Input records:
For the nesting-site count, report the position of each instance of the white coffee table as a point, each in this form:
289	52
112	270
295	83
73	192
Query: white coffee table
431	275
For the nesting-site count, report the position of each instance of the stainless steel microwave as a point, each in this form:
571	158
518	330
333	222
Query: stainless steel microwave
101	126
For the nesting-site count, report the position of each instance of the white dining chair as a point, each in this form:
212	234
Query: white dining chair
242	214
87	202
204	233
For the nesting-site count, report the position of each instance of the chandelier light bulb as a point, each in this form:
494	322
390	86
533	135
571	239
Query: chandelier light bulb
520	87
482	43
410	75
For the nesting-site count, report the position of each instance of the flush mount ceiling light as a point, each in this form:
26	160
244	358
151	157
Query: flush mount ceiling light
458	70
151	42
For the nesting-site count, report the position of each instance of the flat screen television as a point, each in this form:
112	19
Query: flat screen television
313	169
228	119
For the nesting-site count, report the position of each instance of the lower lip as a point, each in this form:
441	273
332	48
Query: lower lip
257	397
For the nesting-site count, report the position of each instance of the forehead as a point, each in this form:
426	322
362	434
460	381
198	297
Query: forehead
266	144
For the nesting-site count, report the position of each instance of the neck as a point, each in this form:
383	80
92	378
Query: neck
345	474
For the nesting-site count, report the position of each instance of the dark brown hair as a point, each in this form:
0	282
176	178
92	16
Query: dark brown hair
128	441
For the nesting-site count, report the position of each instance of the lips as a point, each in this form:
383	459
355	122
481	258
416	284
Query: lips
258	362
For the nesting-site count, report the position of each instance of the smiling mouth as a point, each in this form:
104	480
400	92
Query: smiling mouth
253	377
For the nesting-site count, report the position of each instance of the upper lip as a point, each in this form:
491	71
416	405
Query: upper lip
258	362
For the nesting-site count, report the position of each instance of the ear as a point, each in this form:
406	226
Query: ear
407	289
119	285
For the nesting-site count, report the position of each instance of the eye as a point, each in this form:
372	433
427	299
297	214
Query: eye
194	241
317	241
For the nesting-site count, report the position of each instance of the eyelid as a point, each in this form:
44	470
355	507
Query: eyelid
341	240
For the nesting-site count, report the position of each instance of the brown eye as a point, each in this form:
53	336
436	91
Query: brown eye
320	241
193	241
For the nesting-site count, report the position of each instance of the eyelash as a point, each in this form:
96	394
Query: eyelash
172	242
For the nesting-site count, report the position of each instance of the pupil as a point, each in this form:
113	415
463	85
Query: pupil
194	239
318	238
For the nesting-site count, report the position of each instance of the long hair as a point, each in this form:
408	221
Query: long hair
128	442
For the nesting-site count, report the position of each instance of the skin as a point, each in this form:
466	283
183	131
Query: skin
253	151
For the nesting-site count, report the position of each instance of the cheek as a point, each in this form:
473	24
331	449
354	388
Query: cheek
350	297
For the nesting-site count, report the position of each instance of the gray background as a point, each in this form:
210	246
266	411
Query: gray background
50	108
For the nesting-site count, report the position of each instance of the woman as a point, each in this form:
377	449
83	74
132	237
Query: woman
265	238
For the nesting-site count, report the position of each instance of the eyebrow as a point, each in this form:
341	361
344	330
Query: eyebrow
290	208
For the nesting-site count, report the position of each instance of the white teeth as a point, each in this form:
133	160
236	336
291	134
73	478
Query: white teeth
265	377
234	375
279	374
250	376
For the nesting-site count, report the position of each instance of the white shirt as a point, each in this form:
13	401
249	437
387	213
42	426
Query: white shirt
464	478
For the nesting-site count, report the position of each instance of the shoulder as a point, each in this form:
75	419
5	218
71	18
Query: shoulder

Instruction: Rewrite all of the lines above, replacing every occurrence of "nesting-site count" with "habitat survey" and leaving everything else unchanged.

Result:
For the habitat survey, report the position of each instance of the white coffee table as a point, each in this form:
289	52
112	270
295	83
73	192
Query: white coffee table
431	275
For the habitat survey, report the position of each instance of the stainless steel microwave as a point, each in this form:
571	158
518	330
333	222
Query: stainless steel microwave
101	126
For the habitat survey, report the position of each instance of the white dining chair as a point, each in this form:
212	234
Query: white dining chair
242	214
87	202
204	233
For the habitat survey, report the position of each instance of the chandelier light bulb as a point, each in this form:
494	322
390	86
533	135
571	239
Query: chandelier light bulb
520	87
482	43
410	75
For the habitat survey, report the position of each instance of the flush mount ceiling light as a point, each in this form:
26	160
244	358
151	157
Query: flush mount ceiling light
458	70
151	42
For the habitat survey, report the position of each instance of the flat screen television as a point, each in this form:
112	19
Query: flat screen television
313	169
228	119
For the habitat survey, report the position of each instance of the lower lip as a point, each in this form:
441	273
332	48
Query: lower lip
257	397
For the habitat survey, report the position of each instance of the forehead as a point, each in this form:
426	322
362	434
460	381
198	297
Query: forehead
266	144
For the habitat survey, report the position of each instance of the neck as a point, each in this form:
383	80
92	378
Query: neck
345	474
For the habitat survey, report the position of each instance of the dark brown hair as a point, each in this form:
0	282
176	178
92	16
Query: dark brown hair
128	441
For the habitat survey, report the position of each instance of the lips as a point, each in this form:
383	459
355	122
481	258
416	284
Query: lips
258	362
For the habitat survey, report the position of each instance of the smiling mouth as a point, each in this form:
104	480
400	92
Query: smiling mouth
253	377
For the habitat survey, report the position of each instance of the upper lip as a point, each in this form:
491	71
416	405
Query: upper lip
258	362
For the habitat survey, report the position of each instance of the ear as a point, each in this form:
406	226
Query: ear
407	289
119	285
For the habitat survey, report the position of each instance of the eye as a point, each in this form:
372	433
427	299
297	214
Query: eye
194	241
317	241
For the habitat survey, report the position of each instance of the eyelid as a point, each in this form:
44	470
355	507
Query: eyelid
341	240
For the habitat survey, report the position of each instance of the brown eye as a point, each in this form:
53	336
436	91
Query: brown eye
320	241
193	241
For the habitat survey, report the position of each instance of the eyelash as a point, each in this form:
96	394
Query: eyelash
172	242
For the habitat survey, report the position of each instance of the pupil as a point, each in this form:
113	415
463	85
Query: pupil
194	239
318	238
For the habitat survey, report the position of each instance of the long hair as a point, each in this form:
408	221
Query: long hair
128	442
For the habitat survey, report the position of each instance of the skin as a point, each in this form:
466	283
183	131
Query: skin
253	151
For the habitat survey, report the position of each instance of the cheek as a point, each in this form:
473	24
331	449
354	388
Query: cheek
350	297
For the habitat survey, report the position of each instance of the gray background as a point, each in this form:
210	246
266	411
Query: gray background
50	108
For the habitat survey, report the position of each instance of the woman as a point, each in this form:
377	449
83	74
132	237
Query: woman
265	238
For the habitat survey, report the position of each instance of the eyebrow as a point, each in this form:
341	361
344	330
Query: eyebrow
290	208
For the habitat survey, report the position of each instance of the white teeth as a point, each in this form:
133	160
236	336
291	134
73	478
Query: white teeth
265	377
234	375
279	374
250	376
For the habitat survey, report the position of each instance of the white shirt as a point, each in this form:
13	401
249	437
387	213
42	426
Query: white shirt
464	478
For the habitat survey, report the position of each instance of the shoulder as a point, each in this form:
75	419
5	218
71	18
Query: shoulder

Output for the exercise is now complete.